**Exercise requirements:**
(a) List every job the passage about her writing life says she held.
(b) Continue the passage about her writing life, beginning after its last sentence.

**Reading passage:**
• • • • • • •

The first stories she finished around this time were ones she had started in New York and Albuquerque in the early sixties. These soon gave way to more personal stories born out of bad situations and personal tragedies, resulting from her worsening problem with alcohol. After losing her teaching job, she took on a series of different jobs (cleaning woman, telephone operator, hospital ward clerk) that would provide rich source material for new stories, as would time spent in drunk tanks and detox wards. Despite any setbacks, she continued to write and soon began to get published again.
Years later, the last thing she had me read was an early draft of Welcome Home, a series of remembrances of the places she had called home. She had originally intended it to be simple sketches of the places themselves, with no characters or dialogue. These were the stories from her childhood that we had heard when we were kids but now in sequence and no longer masquerading as fiction. Unfortunately, time ran out and the last version of the manuscript ends in 1965, the last sentence unfinished.

• • • • • • •

**Dataset excerpts:**
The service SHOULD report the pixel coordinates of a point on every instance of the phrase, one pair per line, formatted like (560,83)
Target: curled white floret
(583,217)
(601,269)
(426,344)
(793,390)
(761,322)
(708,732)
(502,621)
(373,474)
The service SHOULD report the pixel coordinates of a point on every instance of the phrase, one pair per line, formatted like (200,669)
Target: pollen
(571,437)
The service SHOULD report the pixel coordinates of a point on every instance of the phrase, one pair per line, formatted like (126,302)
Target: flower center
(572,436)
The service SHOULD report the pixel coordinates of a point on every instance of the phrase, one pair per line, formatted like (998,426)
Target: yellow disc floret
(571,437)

• • • • • • •

**Answers provided:**
(a) teacher, cleaning woman, telephone operator, hospital ward clerk

(b)
During her life, Lucia wrote hundreds, if not thousands, of letters. Included here are some of our favorites from the same time frame as Welcome Home. Most of them are letters written to her good friends Ed Dorn and Helene Dorn between 1959 and 1965. It was a time of drama, growth, and upheaval, and the letters offer a fascinating look into the mind of a young mother and aspiring writer in the throes of self-discovery.
We give you Welcome Home; stories, letters, and photographs from the first twenty-nine years in the life of a unique American voice.
Jeff Berlin, May 2018
Welcome Home
Alaska, 1935
Juneau, Alaska, 1935
Ted and Mary Brown, Juneau, 1935
The Browns house in Juneau
Lucia, born November 12, 1936
Juneau, Alaska
They said it was a sweet small house with many windows and sturdy woodstoves, screens taut against mosquitoes. It looked out on the bay, onto sunsets and stars and dazzling Northern Lights. My mother would rock me as she gazed down at the harbor, which was always crowded with fishing boats and tugs, American and Russian ore ships. My crib was in the bedroom, where it was either very dark or very bright all the time, she told me, without further explaining the long and short lengths of the seasons. The first word I spoke was light.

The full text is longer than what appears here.